┌──

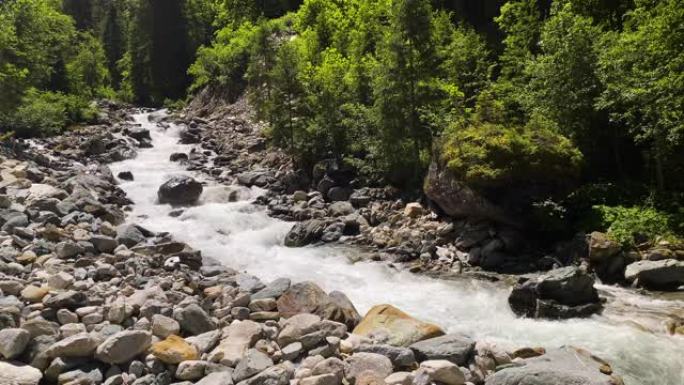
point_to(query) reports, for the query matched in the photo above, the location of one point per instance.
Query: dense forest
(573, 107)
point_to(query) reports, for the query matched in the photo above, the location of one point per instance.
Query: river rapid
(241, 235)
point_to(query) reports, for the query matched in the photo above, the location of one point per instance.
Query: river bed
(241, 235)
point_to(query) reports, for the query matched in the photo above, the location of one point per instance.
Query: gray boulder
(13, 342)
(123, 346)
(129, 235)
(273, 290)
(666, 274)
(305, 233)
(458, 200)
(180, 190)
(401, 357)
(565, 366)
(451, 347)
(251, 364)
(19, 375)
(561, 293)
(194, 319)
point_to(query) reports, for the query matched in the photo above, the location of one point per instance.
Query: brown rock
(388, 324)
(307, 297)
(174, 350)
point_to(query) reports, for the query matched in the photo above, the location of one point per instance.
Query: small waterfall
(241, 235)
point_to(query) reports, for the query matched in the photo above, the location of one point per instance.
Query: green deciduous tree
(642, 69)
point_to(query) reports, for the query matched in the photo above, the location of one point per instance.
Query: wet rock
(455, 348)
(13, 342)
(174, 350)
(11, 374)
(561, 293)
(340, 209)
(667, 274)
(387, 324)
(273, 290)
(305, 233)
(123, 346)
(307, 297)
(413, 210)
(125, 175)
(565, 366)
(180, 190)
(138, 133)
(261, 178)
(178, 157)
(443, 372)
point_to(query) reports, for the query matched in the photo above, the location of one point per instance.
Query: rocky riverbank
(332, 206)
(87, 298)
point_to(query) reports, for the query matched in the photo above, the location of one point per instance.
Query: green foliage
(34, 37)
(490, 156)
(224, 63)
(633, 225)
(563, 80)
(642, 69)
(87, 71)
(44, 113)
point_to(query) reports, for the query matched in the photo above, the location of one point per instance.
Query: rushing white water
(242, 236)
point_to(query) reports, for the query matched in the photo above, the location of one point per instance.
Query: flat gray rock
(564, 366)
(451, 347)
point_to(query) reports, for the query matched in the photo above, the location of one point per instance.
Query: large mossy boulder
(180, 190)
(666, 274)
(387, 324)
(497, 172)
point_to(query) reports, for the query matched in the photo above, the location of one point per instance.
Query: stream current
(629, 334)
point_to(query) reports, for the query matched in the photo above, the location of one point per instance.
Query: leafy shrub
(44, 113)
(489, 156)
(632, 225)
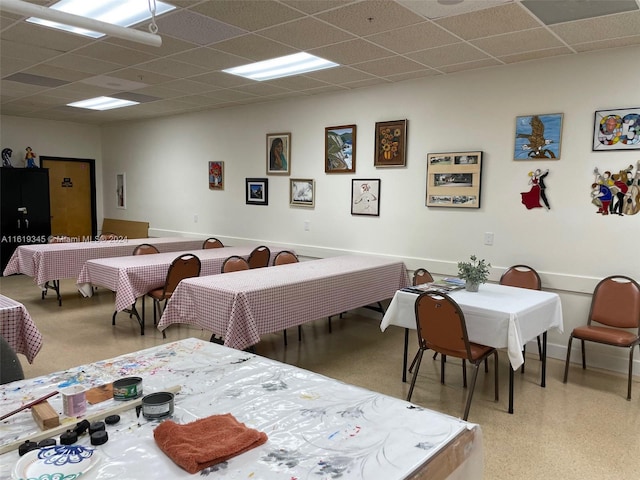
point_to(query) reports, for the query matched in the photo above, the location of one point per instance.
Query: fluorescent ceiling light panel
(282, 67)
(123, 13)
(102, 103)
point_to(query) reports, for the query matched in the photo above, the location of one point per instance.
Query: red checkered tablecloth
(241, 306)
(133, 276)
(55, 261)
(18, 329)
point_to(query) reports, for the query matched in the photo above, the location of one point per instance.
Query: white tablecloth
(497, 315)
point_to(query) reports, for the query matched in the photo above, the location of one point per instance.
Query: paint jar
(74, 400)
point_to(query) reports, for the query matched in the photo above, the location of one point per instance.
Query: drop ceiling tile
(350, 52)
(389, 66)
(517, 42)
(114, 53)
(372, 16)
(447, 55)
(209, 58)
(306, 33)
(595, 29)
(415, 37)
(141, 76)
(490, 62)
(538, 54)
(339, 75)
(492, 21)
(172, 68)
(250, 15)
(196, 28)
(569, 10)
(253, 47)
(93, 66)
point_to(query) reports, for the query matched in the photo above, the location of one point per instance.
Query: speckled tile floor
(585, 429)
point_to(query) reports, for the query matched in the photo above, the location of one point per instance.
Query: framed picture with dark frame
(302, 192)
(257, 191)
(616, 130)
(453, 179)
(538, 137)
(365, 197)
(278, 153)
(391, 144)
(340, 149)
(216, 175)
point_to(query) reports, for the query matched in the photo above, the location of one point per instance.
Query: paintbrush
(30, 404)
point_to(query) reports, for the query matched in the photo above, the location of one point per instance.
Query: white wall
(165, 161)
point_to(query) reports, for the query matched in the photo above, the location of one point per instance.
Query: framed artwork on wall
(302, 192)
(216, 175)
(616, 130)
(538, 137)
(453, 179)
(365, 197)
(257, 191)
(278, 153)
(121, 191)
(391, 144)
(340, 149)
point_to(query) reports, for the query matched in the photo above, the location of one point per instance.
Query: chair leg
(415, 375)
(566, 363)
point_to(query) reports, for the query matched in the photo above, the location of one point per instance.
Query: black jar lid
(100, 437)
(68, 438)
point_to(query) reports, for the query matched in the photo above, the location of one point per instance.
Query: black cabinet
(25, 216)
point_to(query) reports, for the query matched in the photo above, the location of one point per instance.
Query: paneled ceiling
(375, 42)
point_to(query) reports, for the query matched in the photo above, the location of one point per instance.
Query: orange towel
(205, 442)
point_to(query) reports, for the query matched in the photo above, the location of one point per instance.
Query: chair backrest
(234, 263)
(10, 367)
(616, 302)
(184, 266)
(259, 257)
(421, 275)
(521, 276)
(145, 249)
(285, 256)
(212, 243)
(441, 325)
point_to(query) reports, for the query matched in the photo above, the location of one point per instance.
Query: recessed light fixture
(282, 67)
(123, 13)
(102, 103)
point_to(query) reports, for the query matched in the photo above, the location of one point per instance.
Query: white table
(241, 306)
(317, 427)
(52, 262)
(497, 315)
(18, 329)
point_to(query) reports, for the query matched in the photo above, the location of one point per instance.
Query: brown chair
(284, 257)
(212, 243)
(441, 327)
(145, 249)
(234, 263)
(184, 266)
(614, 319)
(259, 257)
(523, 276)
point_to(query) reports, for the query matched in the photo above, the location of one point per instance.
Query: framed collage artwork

└──

To do. Copy every line of the data exactly as written, excluding the pictures.

Exercise solution.
point_to(query) reports, for the query matched in the photo above, the location of one point per instance.
Query: dense forest
(573, 107)
point_to(query) reports, for the query matched in the photo above, the location of one point per instance.
Query: river rapid
(241, 235)
point_to(query) reports, for the query matched in the photo above, the location of one point per instance.
Query: river bed
(241, 235)
point_to(query) reports, for the query matched in the photo above, the location of one point per instance.
Query: gray boulder
(13, 342)
(123, 346)
(129, 235)
(273, 290)
(666, 274)
(305, 233)
(458, 200)
(180, 190)
(401, 357)
(565, 366)
(451, 347)
(251, 364)
(19, 375)
(561, 293)
(194, 319)
point_to(query) reports, for the query matched in the photo above, the location of one point per instance.
Query: brown rock
(388, 324)
(307, 297)
(174, 350)
point_to(query) reports, for the query matched in the photo above, the location of one point per instance.
Query: small waterfall
(241, 235)
point_to(query) reports, for the query matched in the photo above, the location of one point per instance.
Query: green deciduous tree
(642, 69)
point_to(query) reports, for the query matched in the photo above, the location of one point per instance.
Query: wet rock
(455, 348)
(13, 342)
(174, 350)
(11, 374)
(561, 293)
(340, 209)
(667, 274)
(387, 324)
(273, 290)
(305, 233)
(123, 346)
(307, 297)
(413, 210)
(125, 175)
(565, 366)
(180, 190)
(138, 133)
(261, 178)
(178, 157)
(443, 372)
point_to(query) reports, for the query matched in the photo above, the location of one point per instance.
Query: rocky riverbank
(332, 206)
(87, 298)
point_to(query) reports, for the query matched in the photo above, the location of one point per instance.
Query: green foliage
(34, 37)
(490, 156)
(224, 63)
(633, 225)
(563, 80)
(642, 69)
(87, 71)
(44, 113)
point_to(query) reports, for the query matched in the photo above, the location of one point per instance.
Query: rushing white water
(242, 236)
point_to(query) reports, for the query matched in the photo above, the location of one point per instance.
Query: flat gray rock
(564, 366)
(451, 347)
point_to(query) reports, for the query matched in the photo above, the location of one point per instance.
Query: large mossy boulder
(180, 190)
(666, 274)
(387, 324)
(497, 172)
point_to(query) reports, for the query matched in the photo above, the location of one point per instance.
Query: stream current
(629, 334)
point_to(query) reports, for the query matched in the photo above, the location of one point per instance.
Query: leafy shrub
(44, 113)
(489, 156)
(632, 225)
point_to(query) reports, for the query matched in the photo above, the location of one point per instance.
Query: fluorescent ceiling light panel
(282, 67)
(123, 13)
(102, 103)
point_to(query) reports, for the query matched in the photo above, the location of one point per instance.
Query: red checkered tablecloth
(241, 306)
(133, 276)
(55, 261)
(18, 329)
point_to(query) reports, for the query matched in the photo above, the location of one point per instance.
Query: white tablecloth
(497, 315)
point_to(query) reports, for the query matched in the photo above, the location of one point per instance.
Query: paint jar
(74, 400)
point_to(query) reports, for the query matched in the photo above, the location of one point per instance.
Query: drop ceiling tile
(350, 52)
(389, 66)
(517, 42)
(114, 53)
(372, 16)
(447, 55)
(209, 58)
(306, 33)
(595, 29)
(415, 37)
(141, 76)
(490, 62)
(538, 54)
(339, 75)
(492, 21)
(172, 68)
(250, 15)
(196, 28)
(569, 10)
(253, 47)
(93, 66)
point_to(query) reports, for the query matched in the photo above, the location of one point per instance.
Query: speckled tile floor
(585, 429)
point_to(query) reports, for the query matched in the photo above, the location of one point per instance.
Query: framed picture with dark frame
(302, 192)
(257, 191)
(616, 130)
(453, 179)
(538, 137)
(365, 197)
(278, 153)
(391, 144)
(340, 149)
(216, 175)
point_to(query) reports, for the query matched in the photo above, the location of one point per instance.
Query: paintbrush
(30, 404)
point_to(query) reports, for the query matched in the photo above, the location of one point per instance.
Query: white wall
(165, 161)
point_to(query) reports, for the query matched in the photo above, the location of one point per instance.
Query: framed artwork on wall
(302, 192)
(216, 175)
(616, 130)
(538, 137)
(453, 179)
(365, 197)
(257, 191)
(278, 153)
(121, 191)
(391, 144)
(340, 149)
point_to(query) reports, for the query matched in the photo above, the location of one point per instance.
Query: chair leg
(415, 375)
(566, 363)
point_to(query) reports, for the query matched in the photo above, the location of one point per instance.
Query: black jar lid
(100, 437)
(68, 438)
point_to(query) reports, for the query matched in the photo above, the location of one point per instance.
Query: black cabinet
(25, 216)
point_to(query) reports, for the query matched in the photo above, the location of one point per instance.
Query: paneled ceiling
(375, 42)
point_to(query) reports, for the query matched in the photo above, the location of one point per instance.
Query: orange towel
(205, 442)
point_to(query) reports, for the query matched in the photo above, the location of one point per instance.
Query: chair backrest
(234, 263)
(10, 367)
(616, 302)
(184, 266)
(259, 257)
(421, 275)
(521, 276)
(145, 249)
(285, 256)
(212, 243)
(441, 325)
point_to(query) reports, for the query matched in the photo above, the location of one point per instance.
Query: recessed light fixture
(282, 67)
(123, 13)
(102, 103)
point_to(query) reports, for the query matched in the photo above, the location of one point per instance.
Query: white table
(241, 306)
(317, 427)
(52, 262)
(497, 315)
(18, 329)
point_to(query) reports, for the query matched in the photo above, the location of one point per instance.
Query: brown chair
(284, 257)
(212, 243)
(441, 327)
(145, 249)
(234, 263)
(184, 266)
(614, 319)
(259, 257)
(523, 276)
point_to(query) reports, for the query matched in the photo above, the location of one point per instance.
Query: framed collage artwork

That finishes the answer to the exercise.